= Documento fuente =
★ ★ ★
Las fake news constituyen, parece ser, una de las grandes preocupaciones de nuestro tiempo. La crisis de la verdad degrada el discurso racional y la cultura democrática. Desde luego se han escrito en la última década centenares de artículos y decenas de libros, algunos de ellos muy brillantes. Muchas veces se hace hincapié en la dificultad de distinguir lo verdadero de lo falso, cuando lo relevante es que el desprecio consciente por los hechos actúe ahora como herramienta de cohesión tribal: estamos en la era de la postverdad.
En torno a ese concepto se ha espectacularizado el debate, han surgido infalibles verificadores y las escuelas universitarias para periodistas ofrecen entre sus maestrías más atractivas la del fact checking. Pedro Sánchez concluirá, sin embargo, la legislatura impasible el ademán: nunca había estado tan normalizada la patología de la mentira institucional. Tanto que ya ni siquiera llama a escándalo.

La reforma promovida por el PSOE y ERC que derogó la sedición y rebajó las penas por malversación en plena atmósfera de shock autoritario de diciembre se aprobó bajo el nombre de «ley orgánica de transposición de directivas europeas y otras disposiciones para la adaptación de la legislación penal al ordenamiento de la Unión Europea».
Qué evidencia más elocuente de la institucionalización de la mentira que una ley que afecta a elementos básicos de la convivencia y es mentira desde el mismo título. La Exposición de Motivos a continuación abunda en todo tipo de falsedades y farfolla para tratar de dotar de apariencia formal a su propósito arbitrario y corrupto de beneficiar a las concretas personas que provocaron la ruptura emocional del país pero podían permitir la continuidad de Sánchez al frente del Gobierno.
★ ★ ★
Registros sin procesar
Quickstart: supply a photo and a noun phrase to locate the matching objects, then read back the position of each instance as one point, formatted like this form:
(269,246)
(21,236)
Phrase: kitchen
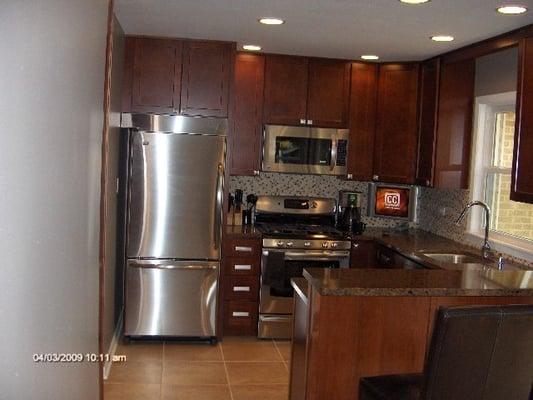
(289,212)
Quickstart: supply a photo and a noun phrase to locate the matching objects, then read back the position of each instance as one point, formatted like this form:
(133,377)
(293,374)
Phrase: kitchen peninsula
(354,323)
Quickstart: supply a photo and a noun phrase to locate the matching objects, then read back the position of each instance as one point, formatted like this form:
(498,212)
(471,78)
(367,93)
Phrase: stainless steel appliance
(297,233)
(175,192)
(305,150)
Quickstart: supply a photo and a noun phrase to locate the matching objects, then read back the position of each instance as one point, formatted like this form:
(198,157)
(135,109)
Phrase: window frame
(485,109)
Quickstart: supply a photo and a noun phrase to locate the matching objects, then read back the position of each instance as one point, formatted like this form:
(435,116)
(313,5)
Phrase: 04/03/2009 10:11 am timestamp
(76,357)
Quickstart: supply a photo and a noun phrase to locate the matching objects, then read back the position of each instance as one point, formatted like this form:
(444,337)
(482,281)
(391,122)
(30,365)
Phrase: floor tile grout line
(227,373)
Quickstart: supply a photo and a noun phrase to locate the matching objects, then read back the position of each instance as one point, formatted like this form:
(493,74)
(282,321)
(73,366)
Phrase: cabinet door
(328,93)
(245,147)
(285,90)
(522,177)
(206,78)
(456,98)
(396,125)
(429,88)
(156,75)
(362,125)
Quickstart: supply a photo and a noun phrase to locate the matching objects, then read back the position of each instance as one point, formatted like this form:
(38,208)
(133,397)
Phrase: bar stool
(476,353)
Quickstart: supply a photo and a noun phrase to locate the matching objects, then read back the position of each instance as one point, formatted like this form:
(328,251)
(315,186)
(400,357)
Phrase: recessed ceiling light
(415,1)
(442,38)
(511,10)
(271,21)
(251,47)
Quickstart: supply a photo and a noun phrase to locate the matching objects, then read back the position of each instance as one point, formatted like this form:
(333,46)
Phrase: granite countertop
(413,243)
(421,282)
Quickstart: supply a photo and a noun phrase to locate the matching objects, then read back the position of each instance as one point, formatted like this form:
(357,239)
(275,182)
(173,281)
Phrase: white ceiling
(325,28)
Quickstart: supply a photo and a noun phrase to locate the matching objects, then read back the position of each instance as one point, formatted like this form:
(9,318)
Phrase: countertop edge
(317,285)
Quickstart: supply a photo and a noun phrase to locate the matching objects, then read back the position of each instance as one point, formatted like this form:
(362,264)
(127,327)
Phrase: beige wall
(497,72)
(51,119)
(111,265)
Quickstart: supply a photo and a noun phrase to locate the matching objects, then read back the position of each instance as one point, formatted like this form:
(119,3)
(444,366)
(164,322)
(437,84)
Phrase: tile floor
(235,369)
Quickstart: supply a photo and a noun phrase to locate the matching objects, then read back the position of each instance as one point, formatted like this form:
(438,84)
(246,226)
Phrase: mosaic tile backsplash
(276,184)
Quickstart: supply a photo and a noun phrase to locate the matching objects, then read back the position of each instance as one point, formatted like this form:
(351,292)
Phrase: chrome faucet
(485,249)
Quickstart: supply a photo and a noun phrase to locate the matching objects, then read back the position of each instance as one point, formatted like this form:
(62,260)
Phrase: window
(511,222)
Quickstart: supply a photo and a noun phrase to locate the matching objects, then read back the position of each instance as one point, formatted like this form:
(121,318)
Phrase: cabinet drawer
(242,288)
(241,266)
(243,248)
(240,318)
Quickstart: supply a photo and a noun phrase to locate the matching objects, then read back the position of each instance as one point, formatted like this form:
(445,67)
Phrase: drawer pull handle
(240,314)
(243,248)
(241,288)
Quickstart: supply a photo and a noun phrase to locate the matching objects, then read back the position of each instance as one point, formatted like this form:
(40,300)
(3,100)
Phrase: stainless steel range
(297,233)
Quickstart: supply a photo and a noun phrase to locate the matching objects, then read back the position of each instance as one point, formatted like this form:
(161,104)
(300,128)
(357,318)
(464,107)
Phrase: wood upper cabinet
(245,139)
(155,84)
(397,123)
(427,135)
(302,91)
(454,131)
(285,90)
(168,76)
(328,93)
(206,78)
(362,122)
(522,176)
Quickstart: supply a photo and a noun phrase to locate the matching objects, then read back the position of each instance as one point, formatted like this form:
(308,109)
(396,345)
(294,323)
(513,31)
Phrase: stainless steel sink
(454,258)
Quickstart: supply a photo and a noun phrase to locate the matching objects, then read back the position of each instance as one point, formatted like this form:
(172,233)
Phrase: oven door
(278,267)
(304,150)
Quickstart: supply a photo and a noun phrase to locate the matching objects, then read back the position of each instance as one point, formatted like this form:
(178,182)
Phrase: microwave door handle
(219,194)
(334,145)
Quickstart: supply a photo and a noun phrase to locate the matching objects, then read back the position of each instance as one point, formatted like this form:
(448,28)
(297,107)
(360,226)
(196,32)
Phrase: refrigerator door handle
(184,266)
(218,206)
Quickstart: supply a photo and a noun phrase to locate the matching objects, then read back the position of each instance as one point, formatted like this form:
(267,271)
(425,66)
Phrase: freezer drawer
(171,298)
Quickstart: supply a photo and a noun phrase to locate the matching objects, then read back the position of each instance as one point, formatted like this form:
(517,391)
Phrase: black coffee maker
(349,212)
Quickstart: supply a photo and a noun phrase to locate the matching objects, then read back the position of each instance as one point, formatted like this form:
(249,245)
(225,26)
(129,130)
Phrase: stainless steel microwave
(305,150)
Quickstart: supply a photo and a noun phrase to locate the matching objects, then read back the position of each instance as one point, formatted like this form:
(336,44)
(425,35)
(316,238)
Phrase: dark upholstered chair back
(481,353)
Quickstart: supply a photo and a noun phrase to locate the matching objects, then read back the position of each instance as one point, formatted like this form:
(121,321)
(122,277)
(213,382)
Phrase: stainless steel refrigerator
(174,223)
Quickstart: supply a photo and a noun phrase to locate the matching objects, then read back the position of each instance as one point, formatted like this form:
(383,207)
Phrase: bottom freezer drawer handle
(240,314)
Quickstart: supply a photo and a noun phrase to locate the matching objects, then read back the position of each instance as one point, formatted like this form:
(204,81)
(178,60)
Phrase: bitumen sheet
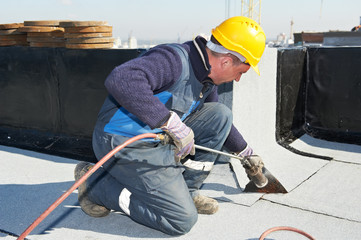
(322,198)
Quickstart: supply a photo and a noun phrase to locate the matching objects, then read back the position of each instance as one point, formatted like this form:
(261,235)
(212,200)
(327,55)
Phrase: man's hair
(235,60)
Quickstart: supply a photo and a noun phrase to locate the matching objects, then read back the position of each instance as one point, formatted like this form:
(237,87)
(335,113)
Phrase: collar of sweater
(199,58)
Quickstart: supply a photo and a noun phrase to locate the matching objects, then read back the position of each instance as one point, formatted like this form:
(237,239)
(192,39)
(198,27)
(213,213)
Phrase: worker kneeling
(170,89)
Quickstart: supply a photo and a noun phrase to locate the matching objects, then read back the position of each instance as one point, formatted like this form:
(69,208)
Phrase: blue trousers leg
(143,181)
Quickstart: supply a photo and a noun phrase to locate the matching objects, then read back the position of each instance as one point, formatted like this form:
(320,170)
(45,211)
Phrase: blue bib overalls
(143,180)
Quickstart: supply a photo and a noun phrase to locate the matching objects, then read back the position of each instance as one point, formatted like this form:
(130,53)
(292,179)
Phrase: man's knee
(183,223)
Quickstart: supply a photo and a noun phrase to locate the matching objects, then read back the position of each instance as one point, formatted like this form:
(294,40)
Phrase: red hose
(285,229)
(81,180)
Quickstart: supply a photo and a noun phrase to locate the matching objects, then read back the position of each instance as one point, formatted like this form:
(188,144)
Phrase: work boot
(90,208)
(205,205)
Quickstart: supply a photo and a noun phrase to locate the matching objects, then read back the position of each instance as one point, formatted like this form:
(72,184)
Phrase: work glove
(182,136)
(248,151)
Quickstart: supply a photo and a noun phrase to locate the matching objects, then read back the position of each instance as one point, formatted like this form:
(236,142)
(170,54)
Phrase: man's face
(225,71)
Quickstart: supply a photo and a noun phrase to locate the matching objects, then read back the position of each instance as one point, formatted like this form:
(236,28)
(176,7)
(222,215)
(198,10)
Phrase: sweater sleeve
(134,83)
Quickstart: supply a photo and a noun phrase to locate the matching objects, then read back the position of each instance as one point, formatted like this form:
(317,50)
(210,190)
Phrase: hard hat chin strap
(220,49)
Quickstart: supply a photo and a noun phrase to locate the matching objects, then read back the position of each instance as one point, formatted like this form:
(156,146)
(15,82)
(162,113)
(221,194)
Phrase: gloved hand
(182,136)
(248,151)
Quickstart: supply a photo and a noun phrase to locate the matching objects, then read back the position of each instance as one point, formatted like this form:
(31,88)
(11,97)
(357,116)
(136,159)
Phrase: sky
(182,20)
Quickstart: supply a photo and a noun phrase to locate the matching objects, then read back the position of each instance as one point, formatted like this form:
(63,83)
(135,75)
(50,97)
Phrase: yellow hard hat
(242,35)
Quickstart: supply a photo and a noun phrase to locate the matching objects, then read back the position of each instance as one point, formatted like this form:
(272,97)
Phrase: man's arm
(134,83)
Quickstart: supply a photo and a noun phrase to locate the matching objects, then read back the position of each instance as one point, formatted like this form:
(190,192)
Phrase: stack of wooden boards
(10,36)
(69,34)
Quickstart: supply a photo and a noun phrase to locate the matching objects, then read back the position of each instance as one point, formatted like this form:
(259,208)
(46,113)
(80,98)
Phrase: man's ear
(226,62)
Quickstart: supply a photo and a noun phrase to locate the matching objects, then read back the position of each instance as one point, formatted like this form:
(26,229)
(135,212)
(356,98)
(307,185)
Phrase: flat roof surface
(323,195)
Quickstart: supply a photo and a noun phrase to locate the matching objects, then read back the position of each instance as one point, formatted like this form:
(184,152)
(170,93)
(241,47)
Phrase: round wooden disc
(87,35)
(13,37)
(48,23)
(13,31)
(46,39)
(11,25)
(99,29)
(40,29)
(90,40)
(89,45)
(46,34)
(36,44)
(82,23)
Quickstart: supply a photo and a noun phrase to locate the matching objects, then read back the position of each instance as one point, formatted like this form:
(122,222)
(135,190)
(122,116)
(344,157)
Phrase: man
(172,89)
★ ★ ★
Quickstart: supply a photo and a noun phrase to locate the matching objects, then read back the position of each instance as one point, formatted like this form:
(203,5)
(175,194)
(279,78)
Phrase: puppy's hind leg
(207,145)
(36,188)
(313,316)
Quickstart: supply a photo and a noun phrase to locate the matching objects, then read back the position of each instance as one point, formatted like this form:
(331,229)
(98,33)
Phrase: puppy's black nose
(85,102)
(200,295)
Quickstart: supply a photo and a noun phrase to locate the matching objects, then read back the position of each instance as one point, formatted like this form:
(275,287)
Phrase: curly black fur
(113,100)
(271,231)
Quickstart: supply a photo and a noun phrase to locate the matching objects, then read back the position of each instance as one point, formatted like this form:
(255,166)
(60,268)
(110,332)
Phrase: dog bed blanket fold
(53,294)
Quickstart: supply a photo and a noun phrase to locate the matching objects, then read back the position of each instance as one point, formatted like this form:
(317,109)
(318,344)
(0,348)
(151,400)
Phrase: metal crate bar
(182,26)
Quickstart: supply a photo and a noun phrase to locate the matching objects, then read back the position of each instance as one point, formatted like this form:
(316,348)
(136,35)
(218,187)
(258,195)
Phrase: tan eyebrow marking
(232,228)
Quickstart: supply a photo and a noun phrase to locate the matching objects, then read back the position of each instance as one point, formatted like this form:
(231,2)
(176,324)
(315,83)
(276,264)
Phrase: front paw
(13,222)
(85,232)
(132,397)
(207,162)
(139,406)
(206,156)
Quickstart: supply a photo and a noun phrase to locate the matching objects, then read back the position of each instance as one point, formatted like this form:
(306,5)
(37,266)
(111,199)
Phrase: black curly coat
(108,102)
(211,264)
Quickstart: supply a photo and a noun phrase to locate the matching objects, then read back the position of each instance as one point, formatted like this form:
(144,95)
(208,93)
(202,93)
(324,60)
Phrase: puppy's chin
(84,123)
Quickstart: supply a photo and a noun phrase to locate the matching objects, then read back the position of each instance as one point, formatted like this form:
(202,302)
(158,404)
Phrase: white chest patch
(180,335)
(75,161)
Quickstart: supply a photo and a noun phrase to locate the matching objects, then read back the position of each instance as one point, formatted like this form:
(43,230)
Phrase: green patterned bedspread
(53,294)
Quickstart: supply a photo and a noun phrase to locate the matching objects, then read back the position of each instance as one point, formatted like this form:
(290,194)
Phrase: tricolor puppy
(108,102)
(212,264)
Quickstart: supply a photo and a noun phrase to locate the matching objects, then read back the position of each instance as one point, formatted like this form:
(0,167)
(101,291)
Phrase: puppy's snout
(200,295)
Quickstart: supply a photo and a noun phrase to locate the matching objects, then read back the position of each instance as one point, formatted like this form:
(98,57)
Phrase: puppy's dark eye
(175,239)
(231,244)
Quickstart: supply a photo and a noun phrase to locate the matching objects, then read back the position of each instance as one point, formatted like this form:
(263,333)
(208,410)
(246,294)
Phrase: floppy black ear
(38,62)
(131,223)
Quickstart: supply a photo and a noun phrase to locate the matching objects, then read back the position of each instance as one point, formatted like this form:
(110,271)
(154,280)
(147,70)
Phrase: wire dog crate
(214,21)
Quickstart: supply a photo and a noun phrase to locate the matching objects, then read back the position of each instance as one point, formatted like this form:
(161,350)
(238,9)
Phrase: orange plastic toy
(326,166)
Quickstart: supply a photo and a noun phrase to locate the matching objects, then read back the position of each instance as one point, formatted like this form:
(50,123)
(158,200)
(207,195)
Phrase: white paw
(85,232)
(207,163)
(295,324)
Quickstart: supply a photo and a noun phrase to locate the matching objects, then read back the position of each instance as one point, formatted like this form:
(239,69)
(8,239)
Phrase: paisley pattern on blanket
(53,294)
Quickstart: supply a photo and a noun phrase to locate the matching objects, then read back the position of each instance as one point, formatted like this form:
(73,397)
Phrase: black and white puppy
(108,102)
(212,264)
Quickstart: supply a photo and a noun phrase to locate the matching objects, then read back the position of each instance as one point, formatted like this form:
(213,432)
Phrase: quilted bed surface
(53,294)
★ ★ ★
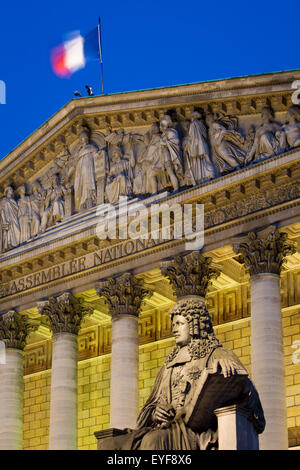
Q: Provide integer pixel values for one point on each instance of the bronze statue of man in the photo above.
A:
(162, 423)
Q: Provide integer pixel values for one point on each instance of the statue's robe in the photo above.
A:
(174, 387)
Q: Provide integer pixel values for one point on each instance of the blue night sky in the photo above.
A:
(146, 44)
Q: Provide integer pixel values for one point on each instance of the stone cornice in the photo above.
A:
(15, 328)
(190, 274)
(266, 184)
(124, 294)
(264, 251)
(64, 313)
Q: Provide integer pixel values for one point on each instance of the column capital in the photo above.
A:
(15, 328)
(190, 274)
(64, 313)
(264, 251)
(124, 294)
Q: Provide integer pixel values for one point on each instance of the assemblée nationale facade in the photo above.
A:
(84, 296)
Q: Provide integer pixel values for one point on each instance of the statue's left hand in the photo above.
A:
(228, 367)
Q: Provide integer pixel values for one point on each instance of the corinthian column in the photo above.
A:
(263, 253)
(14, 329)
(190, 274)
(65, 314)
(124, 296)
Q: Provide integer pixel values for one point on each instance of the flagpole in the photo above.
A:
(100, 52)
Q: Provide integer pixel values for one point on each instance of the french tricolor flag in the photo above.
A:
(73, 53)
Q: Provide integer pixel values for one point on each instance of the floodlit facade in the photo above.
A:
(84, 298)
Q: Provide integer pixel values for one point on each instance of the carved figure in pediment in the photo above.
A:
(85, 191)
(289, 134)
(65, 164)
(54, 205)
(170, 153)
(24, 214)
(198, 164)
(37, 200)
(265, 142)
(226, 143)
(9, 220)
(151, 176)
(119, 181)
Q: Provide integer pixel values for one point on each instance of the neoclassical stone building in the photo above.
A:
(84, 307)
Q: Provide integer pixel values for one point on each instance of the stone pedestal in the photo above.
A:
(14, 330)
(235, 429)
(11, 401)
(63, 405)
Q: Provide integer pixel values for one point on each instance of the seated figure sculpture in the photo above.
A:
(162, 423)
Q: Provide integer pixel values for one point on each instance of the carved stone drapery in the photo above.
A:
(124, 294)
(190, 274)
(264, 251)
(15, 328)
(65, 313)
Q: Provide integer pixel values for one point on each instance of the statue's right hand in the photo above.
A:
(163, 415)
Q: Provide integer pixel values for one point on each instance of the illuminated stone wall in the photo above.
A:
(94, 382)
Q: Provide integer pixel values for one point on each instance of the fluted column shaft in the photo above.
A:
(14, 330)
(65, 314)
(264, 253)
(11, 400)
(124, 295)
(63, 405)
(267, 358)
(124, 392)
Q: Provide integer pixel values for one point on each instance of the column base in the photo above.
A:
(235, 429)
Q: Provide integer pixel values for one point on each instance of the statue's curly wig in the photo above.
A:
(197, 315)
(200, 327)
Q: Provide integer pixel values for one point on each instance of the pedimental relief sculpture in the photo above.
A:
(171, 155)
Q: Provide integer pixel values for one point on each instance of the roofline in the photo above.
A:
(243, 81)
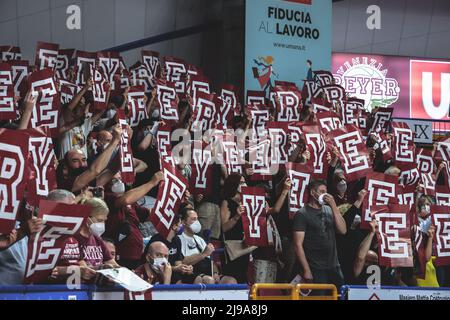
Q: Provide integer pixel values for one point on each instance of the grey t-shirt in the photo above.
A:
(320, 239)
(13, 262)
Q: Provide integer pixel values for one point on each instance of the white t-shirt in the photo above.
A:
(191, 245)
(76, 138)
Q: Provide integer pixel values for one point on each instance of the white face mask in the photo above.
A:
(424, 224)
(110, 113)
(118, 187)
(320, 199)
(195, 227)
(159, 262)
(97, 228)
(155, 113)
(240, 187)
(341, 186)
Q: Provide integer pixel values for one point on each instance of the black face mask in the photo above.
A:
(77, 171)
★ ★ ★
= Partes del ejercicio =
1. Según el texto sobre la postverdad, ¿con qué nombre se aprobó la reforma promovida por el PSOE y ERC?
2. Indica si cada afirmación coincide con el texto sobre la postverdad y cita las palabras que lo deciden: (a) la reforma derogó la sedición y rebajó las penas por malversación; (b) en la última década se han escrito solo unos pocos artículos sobre las fake news; (c) las escuelas universitarias para periodistas ofrecen maestrías de fact checking.
3. Prolonga el texto sobre la postverdad a partir de su última oración.

= Respuestas esperadas =
1. Se aprobó como «ley orgánica de transposición de directivas europeas y otras disposiciones para la adaptación de la legislación penal al ordenamiento de la Unión Europea».

2.
(a) Sí: «derogó la sedición y rebajó las penas por malversación».
(b) No: «se han escrito en la última década centenares de artículos y decenas de libros».
(c) Sí: «las escuelas universitarias para periodistas ofrecen entre sus maestrías más atractivas la del fact checking».

3.
Pues bien: resulta ahora que es verdad que la Comisión Europea, concernida por el destino que pueda dársele a los fondos Next Generation, sí pretende armonizar las leyes penales que regulan los delitos de corrupción en los Estados miembro, pero en sentido exactamente opuesto al de relajar los castigos para quien no se apropie del dinero sino que lo destine a fines ilícitos, que fue lo que permitió el Gobierno para intentar disculpar a quienes además de malversar fondos públicos lo hicieron para subvertir el orden constitucional.
El artículo 9 de la Directiva que propone Bruselas define la malversación como «la comisión, el desembolso, la apropiación o el uso por un funcionario público de bienes cuya gestión se le confía directa o indirectamente en contra de la finalidad a la que estaban destinados», sin más distinciones, y establece que la pena máxima deberá ser de al menos cinco años. La propia memoria justificativa destaca que España es ahora el país con sanciones más bajas. Y, por supuesto, no menciona el enriquecimiento ilícito.
Pillado en mentira, al próximo presidente de turno del Consejo de la UE le dio igual. Con la habitual dosis de cemento armado, Sánchez despachó la controversia con desdén marca de la casa: «A España le coge con los deberes hechos». Y pista. Ese cinismo, ese descaro, ese cuajo, esa ausencia de complejos dan forma al elemento que distingue la postverdad -«un estado de cosas en el que la verdad no importa», según la cita clásica de Arcadi Espada- de una vulgar falsedad.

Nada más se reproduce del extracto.